■ Requisitos del ejercicio ■
Transcribe literalmente el fragmento de la página sobre FAISS-GPU que va desde "Prerequisites" hasta "(para cargar dataset)", ambos incluidos.

AgentSkillsCN

faiss-gpu-optimization

利用 CUDA 实现 FAISS-GPU 加速,支持数十亿规模的本地向量搜索。借助 GPU 加速,实现超高速相似性搜索。

SKILL.md
--- frontmatter
name: "faiss-gpu-optimization"
description: "FAISS-GPU acceleration with CUDA for billion-scale local vector search. Use for ultra-fast similarity search with GPU acceleration."
version: "1.0.0"
author: "MEMORY_P Team"
tags: ["faiss", "gpu", "cuda", "vector-search", "billion-scale", "performance"]

FAISS-GPU Optimization Skill

Descripción

FAISS-GPU acceleration skill para búsqueda vectorial ultra-rápida a escala masiva usando NVIDIA GPUs. Especializado en:

  • GPU acceleration con CUDA
  • IVF indices con Product Quantization
  • Billion-scale local search
  • Memory optimization

Cuándo Usar

Usar esta skill cuando:

  • Necesitas latencia ultra-baja (<2ms)
  • Dataset 10M-1B vectores
  • Tienes NVIDIA GPU disponible
  • Local deployment (no distributed)
  • Throughput masivo (50K+ QPS)

No usar cuando:

  • Dataset <1M vectores (usar Qdrant)
  • Sin GPU disponible (usar FAISS-CPU o Qdrant)
  • Necesitas >99% recall (usar SCANN)
  • Distributed deployment (usar SCANN)

Prerequisites

Hardware

  • GPU: NVIDIA GPU con CUDA 11.0+
    • Recomendado: RTX 3090, A100, H100
    • Minimum: RTX 2060 con 6GB VRAM
  • CPU: 8+ cores
  • RAM: 32GB+ (para cargar dataset)
  • Storage: NVMe SSD

Software

bash
# CUDA Toolkit
wget https://developer.download.nvidia.com/compute/cuda/11.8.0/local_installers/cuda_11.8.0_520.61.05_linux.run
sudo sh cuda_11.8.0_520.61.05_linux.run

# Python environment
conda create -n faiss python=3.10
conda activate faiss

# FAISS-GPU
conda install -c pytorch faiss-gpu

# O con pip
pip install faiss-gpu

# Verify
python -c "import faiss; print(faiss.get_num_gpus())"

■ Información proporcionada ■
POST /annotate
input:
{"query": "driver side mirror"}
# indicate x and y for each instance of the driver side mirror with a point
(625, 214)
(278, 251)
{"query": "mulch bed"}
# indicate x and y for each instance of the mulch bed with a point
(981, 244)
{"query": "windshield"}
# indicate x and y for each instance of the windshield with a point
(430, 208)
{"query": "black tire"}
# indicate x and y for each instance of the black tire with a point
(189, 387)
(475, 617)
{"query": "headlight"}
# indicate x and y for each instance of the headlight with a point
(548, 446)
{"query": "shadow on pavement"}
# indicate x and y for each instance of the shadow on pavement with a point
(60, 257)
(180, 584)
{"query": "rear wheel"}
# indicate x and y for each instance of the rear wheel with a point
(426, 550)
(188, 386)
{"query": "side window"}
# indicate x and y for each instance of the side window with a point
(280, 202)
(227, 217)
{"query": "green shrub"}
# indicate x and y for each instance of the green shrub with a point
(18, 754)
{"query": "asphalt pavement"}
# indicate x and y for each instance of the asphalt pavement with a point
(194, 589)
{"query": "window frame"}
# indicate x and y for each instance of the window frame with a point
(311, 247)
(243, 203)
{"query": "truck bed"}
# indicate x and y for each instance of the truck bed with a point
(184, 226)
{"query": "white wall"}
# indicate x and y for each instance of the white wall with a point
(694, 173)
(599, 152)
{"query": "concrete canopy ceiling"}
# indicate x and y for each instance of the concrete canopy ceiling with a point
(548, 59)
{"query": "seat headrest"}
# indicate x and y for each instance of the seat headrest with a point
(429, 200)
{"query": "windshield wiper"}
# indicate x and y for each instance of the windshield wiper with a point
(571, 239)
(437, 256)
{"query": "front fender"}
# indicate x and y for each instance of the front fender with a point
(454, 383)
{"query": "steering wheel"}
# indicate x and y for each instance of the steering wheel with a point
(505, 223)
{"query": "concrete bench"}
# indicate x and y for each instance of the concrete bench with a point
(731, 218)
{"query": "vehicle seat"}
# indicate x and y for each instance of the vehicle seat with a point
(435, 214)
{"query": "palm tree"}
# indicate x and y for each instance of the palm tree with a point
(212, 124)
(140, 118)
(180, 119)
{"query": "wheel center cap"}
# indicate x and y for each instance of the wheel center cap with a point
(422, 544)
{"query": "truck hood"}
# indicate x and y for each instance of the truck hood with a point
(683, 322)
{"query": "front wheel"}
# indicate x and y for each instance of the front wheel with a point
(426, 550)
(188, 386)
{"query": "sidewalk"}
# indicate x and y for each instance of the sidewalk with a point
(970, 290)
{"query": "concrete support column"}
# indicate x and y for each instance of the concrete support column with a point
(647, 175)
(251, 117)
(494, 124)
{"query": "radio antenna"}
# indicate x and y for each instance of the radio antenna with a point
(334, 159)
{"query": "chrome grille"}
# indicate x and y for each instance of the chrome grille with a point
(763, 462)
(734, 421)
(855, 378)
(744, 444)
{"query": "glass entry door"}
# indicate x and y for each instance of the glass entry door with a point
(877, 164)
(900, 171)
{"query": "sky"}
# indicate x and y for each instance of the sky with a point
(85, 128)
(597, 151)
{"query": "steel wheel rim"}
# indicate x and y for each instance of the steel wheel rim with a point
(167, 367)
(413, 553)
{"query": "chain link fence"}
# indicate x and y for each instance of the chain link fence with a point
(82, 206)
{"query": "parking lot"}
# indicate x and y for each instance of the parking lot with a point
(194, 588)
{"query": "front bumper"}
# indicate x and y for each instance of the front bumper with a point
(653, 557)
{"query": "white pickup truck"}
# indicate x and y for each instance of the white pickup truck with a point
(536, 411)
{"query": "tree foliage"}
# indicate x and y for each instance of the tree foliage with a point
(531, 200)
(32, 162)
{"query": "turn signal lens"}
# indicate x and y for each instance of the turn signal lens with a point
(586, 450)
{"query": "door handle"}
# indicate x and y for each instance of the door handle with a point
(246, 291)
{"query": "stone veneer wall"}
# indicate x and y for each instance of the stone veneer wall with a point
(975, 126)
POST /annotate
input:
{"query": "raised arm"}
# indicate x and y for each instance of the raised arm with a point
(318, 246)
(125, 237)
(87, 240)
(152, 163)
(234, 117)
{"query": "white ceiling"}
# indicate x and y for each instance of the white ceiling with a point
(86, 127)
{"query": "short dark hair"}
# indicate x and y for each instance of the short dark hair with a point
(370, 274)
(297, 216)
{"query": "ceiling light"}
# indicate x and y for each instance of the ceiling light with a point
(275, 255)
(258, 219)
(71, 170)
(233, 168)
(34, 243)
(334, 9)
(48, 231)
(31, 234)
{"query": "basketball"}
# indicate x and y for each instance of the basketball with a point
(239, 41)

■ Respuesta del ejercicio ■
Prerequisites

Hardware

  • GPU: NVIDIA GPU con CUDA 11.0+
    • Recomendado: RTX 3090, A100, H100
    • Minimum: RTX 2060 con 6GB VRAM
  • CPU: 8+ cores
  • RAM: 32GB+ (para cargar dataset)